This guide illustrates how to:
Finetune DistilRoBERTa on the r/askscience subset of the ELI5 dataset.
Use your finetuned model for inference.

# Libraries

In [None]:
pip install transformers datasets evaluate

In [None]:
from datasets import load_dataset
from transformers import AutoTokenizer, DataCollatorForLanguageModeling

# Load Data

In [None]:
# Load a smaller subset of the r/askscience subset of the ELI5 dataset from the 🤗 Datasets library
# Experiment and make sure everything works before spending more time training on the full dataset
eli5 = load_dataset("eli5_category", split="train[:5000]")

# Split the dataset into train and test sets
eli5 = eli5.train_test_split(test_size=0.2)

# Inspect an example
# NB: the output may look like a lot, but we’re only really interested in the text field
# This is an unsupervised task. Labels not required because the next word is the label.
eli5["train"][0]

# Preprocessing

In [None]:
# load a DistilRoBERTa tokenizer to process the text subfield
tokenizer = AutoTokenizer.from_pretrained("distilroberta-base")

In [None]:
# The text field is actually nested inside answers
# Extract the text subfield from its nested structure with the flatten method
eli5 = eli5.flatten()

**Problem set**
• 1. In the finetuning guide, which method pulls the text subfield out of its nested structure?
• 2. Reproduce the part of the finetuning guide starting at "# Split the" and ending at "is the label.".
Rely only on the finetuning guide for the answers.

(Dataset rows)
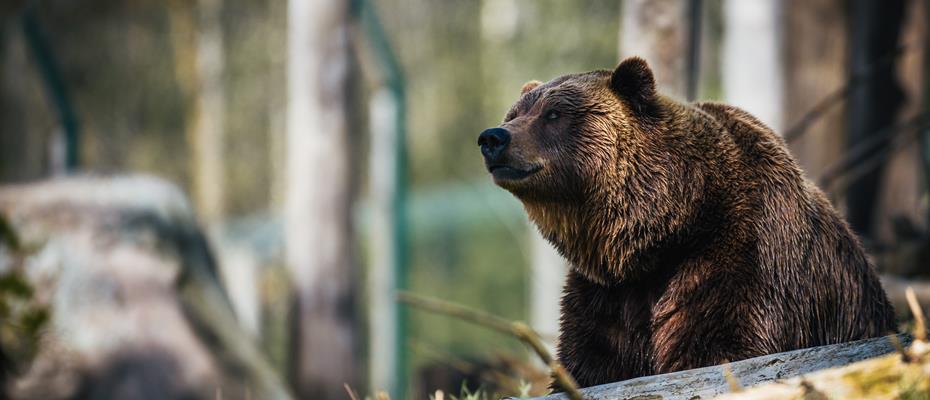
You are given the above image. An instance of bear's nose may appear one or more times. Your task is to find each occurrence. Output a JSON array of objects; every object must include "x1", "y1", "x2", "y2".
[{"x1": 478, "y1": 128, "x2": 510, "y2": 160}]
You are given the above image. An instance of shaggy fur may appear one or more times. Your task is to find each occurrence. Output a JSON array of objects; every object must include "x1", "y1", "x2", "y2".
[{"x1": 485, "y1": 58, "x2": 894, "y2": 386}]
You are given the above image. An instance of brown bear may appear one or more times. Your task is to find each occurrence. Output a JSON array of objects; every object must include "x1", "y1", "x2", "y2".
[{"x1": 478, "y1": 58, "x2": 895, "y2": 386}]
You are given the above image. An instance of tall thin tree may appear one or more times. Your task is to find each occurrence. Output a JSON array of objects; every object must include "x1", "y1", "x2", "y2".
[{"x1": 285, "y1": 0, "x2": 357, "y2": 399}]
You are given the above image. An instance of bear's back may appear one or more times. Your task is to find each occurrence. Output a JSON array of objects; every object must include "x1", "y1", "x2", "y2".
[{"x1": 694, "y1": 103, "x2": 894, "y2": 348}]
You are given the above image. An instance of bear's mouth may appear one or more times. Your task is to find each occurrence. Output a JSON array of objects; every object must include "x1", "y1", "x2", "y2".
[{"x1": 488, "y1": 164, "x2": 542, "y2": 181}]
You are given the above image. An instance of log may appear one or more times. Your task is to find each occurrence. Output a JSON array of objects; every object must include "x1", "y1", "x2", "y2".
[
  {"x1": 537, "y1": 334, "x2": 911, "y2": 400},
  {"x1": 718, "y1": 341, "x2": 930, "y2": 400}
]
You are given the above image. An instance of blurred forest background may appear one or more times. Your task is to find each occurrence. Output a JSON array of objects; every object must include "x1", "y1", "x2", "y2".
[{"x1": 0, "y1": 0, "x2": 930, "y2": 398}]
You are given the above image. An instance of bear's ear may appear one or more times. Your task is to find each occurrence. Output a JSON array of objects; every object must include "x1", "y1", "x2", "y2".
[
  {"x1": 610, "y1": 57, "x2": 657, "y2": 112},
  {"x1": 520, "y1": 81, "x2": 542, "y2": 96}
]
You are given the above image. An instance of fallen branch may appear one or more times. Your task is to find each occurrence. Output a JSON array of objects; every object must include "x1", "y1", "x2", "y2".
[{"x1": 397, "y1": 292, "x2": 583, "y2": 400}]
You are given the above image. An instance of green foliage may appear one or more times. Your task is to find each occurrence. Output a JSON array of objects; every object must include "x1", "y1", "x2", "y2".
[{"x1": 0, "y1": 214, "x2": 50, "y2": 369}]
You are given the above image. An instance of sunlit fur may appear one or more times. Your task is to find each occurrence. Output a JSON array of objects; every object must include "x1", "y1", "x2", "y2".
[{"x1": 497, "y1": 58, "x2": 894, "y2": 386}]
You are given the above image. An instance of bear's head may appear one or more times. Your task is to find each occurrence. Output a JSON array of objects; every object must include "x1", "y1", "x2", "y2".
[{"x1": 478, "y1": 57, "x2": 703, "y2": 283}]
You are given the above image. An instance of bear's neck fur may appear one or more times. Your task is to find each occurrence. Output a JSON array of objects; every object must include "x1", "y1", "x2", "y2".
[{"x1": 523, "y1": 97, "x2": 748, "y2": 286}]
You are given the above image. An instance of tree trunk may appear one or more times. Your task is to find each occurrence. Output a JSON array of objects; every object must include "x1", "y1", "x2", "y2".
[
  {"x1": 285, "y1": 0, "x2": 357, "y2": 399},
  {"x1": 620, "y1": 0, "x2": 694, "y2": 99},
  {"x1": 846, "y1": 0, "x2": 905, "y2": 237},
  {"x1": 721, "y1": 0, "x2": 784, "y2": 134},
  {"x1": 782, "y1": 0, "x2": 848, "y2": 183}
]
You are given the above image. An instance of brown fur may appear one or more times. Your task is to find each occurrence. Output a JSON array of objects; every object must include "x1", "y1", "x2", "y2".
[{"x1": 478, "y1": 58, "x2": 894, "y2": 386}]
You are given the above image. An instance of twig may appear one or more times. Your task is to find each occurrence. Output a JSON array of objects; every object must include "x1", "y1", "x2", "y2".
[
  {"x1": 723, "y1": 363, "x2": 743, "y2": 393},
  {"x1": 888, "y1": 334, "x2": 911, "y2": 362},
  {"x1": 904, "y1": 286, "x2": 927, "y2": 341},
  {"x1": 397, "y1": 292, "x2": 583, "y2": 400},
  {"x1": 342, "y1": 383, "x2": 358, "y2": 400},
  {"x1": 818, "y1": 115, "x2": 928, "y2": 193},
  {"x1": 784, "y1": 44, "x2": 913, "y2": 143}
]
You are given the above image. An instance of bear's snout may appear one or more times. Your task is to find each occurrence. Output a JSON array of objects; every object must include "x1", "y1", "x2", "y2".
[{"x1": 478, "y1": 128, "x2": 510, "y2": 163}]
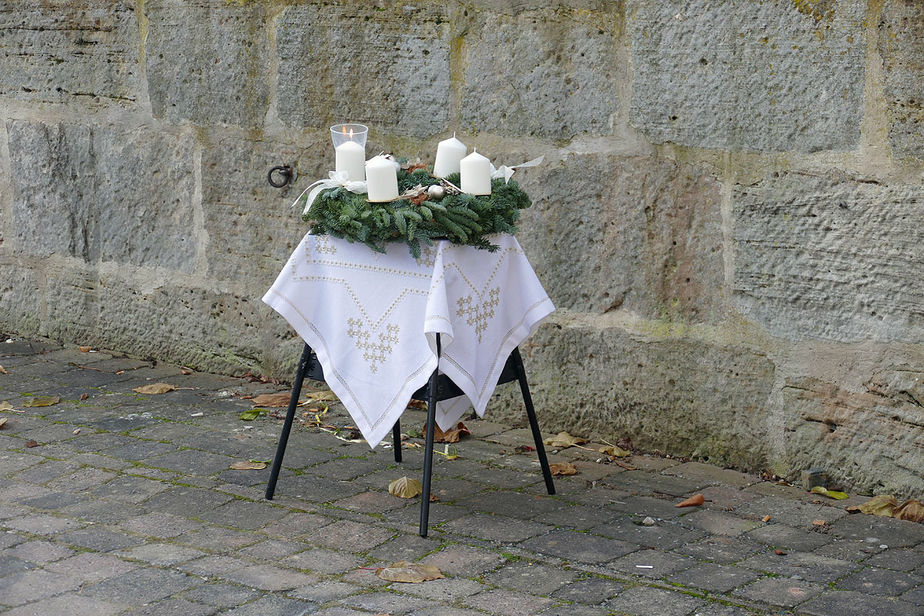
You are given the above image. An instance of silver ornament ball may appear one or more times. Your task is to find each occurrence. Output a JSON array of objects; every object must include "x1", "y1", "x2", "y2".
[{"x1": 427, "y1": 184, "x2": 446, "y2": 201}]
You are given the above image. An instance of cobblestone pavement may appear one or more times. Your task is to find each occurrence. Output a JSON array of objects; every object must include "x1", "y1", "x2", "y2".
[{"x1": 0, "y1": 340, "x2": 924, "y2": 616}]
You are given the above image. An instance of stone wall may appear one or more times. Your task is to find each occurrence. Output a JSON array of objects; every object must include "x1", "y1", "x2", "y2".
[{"x1": 0, "y1": 0, "x2": 924, "y2": 496}]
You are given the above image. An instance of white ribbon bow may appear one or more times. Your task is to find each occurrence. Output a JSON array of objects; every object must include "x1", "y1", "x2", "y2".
[
  {"x1": 491, "y1": 156, "x2": 545, "y2": 184},
  {"x1": 292, "y1": 171, "x2": 367, "y2": 216}
]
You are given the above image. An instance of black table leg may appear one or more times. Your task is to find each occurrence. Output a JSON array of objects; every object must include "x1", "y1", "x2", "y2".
[
  {"x1": 266, "y1": 344, "x2": 311, "y2": 500},
  {"x1": 513, "y1": 348, "x2": 555, "y2": 494},
  {"x1": 420, "y1": 334, "x2": 441, "y2": 537}
]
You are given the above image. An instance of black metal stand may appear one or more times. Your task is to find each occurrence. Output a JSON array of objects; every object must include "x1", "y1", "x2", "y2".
[{"x1": 266, "y1": 334, "x2": 555, "y2": 537}]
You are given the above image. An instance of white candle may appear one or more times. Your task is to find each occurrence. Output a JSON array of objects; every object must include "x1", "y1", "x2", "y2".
[
  {"x1": 433, "y1": 133, "x2": 468, "y2": 178},
  {"x1": 334, "y1": 140, "x2": 366, "y2": 182},
  {"x1": 459, "y1": 150, "x2": 491, "y2": 195},
  {"x1": 366, "y1": 156, "x2": 398, "y2": 203}
]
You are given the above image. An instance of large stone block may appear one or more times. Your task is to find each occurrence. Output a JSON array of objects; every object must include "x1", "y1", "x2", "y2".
[
  {"x1": 627, "y1": 0, "x2": 866, "y2": 151},
  {"x1": 879, "y1": 0, "x2": 924, "y2": 158},
  {"x1": 7, "y1": 121, "x2": 196, "y2": 271},
  {"x1": 276, "y1": 3, "x2": 450, "y2": 137},
  {"x1": 461, "y1": 9, "x2": 627, "y2": 138},
  {"x1": 518, "y1": 154, "x2": 726, "y2": 321},
  {"x1": 145, "y1": 0, "x2": 269, "y2": 127},
  {"x1": 732, "y1": 173, "x2": 924, "y2": 342},
  {"x1": 782, "y1": 358, "x2": 924, "y2": 497},
  {"x1": 486, "y1": 315, "x2": 775, "y2": 469},
  {"x1": 202, "y1": 135, "x2": 333, "y2": 293},
  {"x1": 0, "y1": 0, "x2": 140, "y2": 104}
]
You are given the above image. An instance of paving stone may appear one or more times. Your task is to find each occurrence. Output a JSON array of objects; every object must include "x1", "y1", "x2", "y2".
[
  {"x1": 82, "y1": 569, "x2": 202, "y2": 605},
  {"x1": 464, "y1": 590, "x2": 555, "y2": 616},
  {"x1": 484, "y1": 560, "x2": 577, "y2": 595},
  {"x1": 3, "y1": 593, "x2": 125, "y2": 616},
  {"x1": 609, "y1": 549, "x2": 696, "y2": 579},
  {"x1": 606, "y1": 586, "x2": 704, "y2": 616},
  {"x1": 668, "y1": 563, "x2": 761, "y2": 593},
  {"x1": 119, "y1": 511, "x2": 201, "y2": 539},
  {"x1": 739, "y1": 552, "x2": 859, "y2": 582},
  {"x1": 181, "y1": 582, "x2": 260, "y2": 608},
  {"x1": 423, "y1": 545, "x2": 506, "y2": 577},
  {"x1": 199, "y1": 500, "x2": 288, "y2": 530},
  {"x1": 304, "y1": 520, "x2": 394, "y2": 552},
  {"x1": 3, "y1": 541, "x2": 74, "y2": 565},
  {"x1": 126, "y1": 599, "x2": 218, "y2": 616},
  {"x1": 4, "y1": 515, "x2": 83, "y2": 535},
  {"x1": 799, "y1": 590, "x2": 921, "y2": 616},
  {"x1": 837, "y1": 567, "x2": 924, "y2": 597},
  {"x1": 223, "y1": 565, "x2": 318, "y2": 591},
  {"x1": 116, "y1": 543, "x2": 205, "y2": 566},
  {"x1": 677, "y1": 537, "x2": 767, "y2": 565},
  {"x1": 390, "y1": 577, "x2": 488, "y2": 600},
  {"x1": 864, "y1": 549, "x2": 924, "y2": 571},
  {"x1": 552, "y1": 577, "x2": 626, "y2": 605},
  {"x1": 0, "y1": 569, "x2": 80, "y2": 607},
  {"x1": 746, "y1": 524, "x2": 833, "y2": 550},
  {"x1": 443, "y1": 513, "x2": 553, "y2": 543},
  {"x1": 45, "y1": 552, "x2": 137, "y2": 584}
]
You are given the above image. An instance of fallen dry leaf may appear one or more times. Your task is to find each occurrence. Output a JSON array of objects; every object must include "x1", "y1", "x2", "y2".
[
  {"x1": 810, "y1": 486, "x2": 850, "y2": 500},
  {"x1": 375, "y1": 560, "x2": 443, "y2": 584},
  {"x1": 132, "y1": 383, "x2": 176, "y2": 396},
  {"x1": 542, "y1": 432, "x2": 587, "y2": 449},
  {"x1": 250, "y1": 391, "x2": 292, "y2": 408},
  {"x1": 423, "y1": 421, "x2": 472, "y2": 443},
  {"x1": 847, "y1": 494, "x2": 898, "y2": 518},
  {"x1": 22, "y1": 396, "x2": 61, "y2": 408},
  {"x1": 892, "y1": 499, "x2": 924, "y2": 522},
  {"x1": 674, "y1": 494, "x2": 706, "y2": 507},
  {"x1": 230, "y1": 460, "x2": 266, "y2": 471},
  {"x1": 549, "y1": 462, "x2": 577, "y2": 475},
  {"x1": 388, "y1": 477, "x2": 423, "y2": 498}
]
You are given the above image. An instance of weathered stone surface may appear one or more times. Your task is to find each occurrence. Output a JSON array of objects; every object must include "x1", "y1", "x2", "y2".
[
  {"x1": 460, "y1": 9, "x2": 626, "y2": 138},
  {"x1": 7, "y1": 121, "x2": 196, "y2": 271},
  {"x1": 879, "y1": 0, "x2": 924, "y2": 158},
  {"x1": 0, "y1": 0, "x2": 139, "y2": 105},
  {"x1": 732, "y1": 173, "x2": 924, "y2": 342},
  {"x1": 491, "y1": 321, "x2": 775, "y2": 468},
  {"x1": 144, "y1": 0, "x2": 269, "y2": 127},
  {"x1": 276, "y1": 3, "x2": 450, "y2": 137},
  {"x1": 626, "y1": 0, "x2": 866, "y2": 151},
  {"x1": 202, "y1": 135, "x2": 324, "y2": 294},
  {"x1": 520, "y1": 154, "x2": 724, "y2": 321}
]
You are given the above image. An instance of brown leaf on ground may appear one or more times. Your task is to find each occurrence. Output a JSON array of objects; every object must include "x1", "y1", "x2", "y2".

**The solutions**
• 1. The flatten method.

• 2.
# Split the dataset into train and test sets
eli5 = eli5.train_test_split(test_size=0.2)

# Inspect an example
# NB: the output may look like a lot, but we’re only really interested in the text field
# This is an unsupervised task. Labels not required because the next word is the label.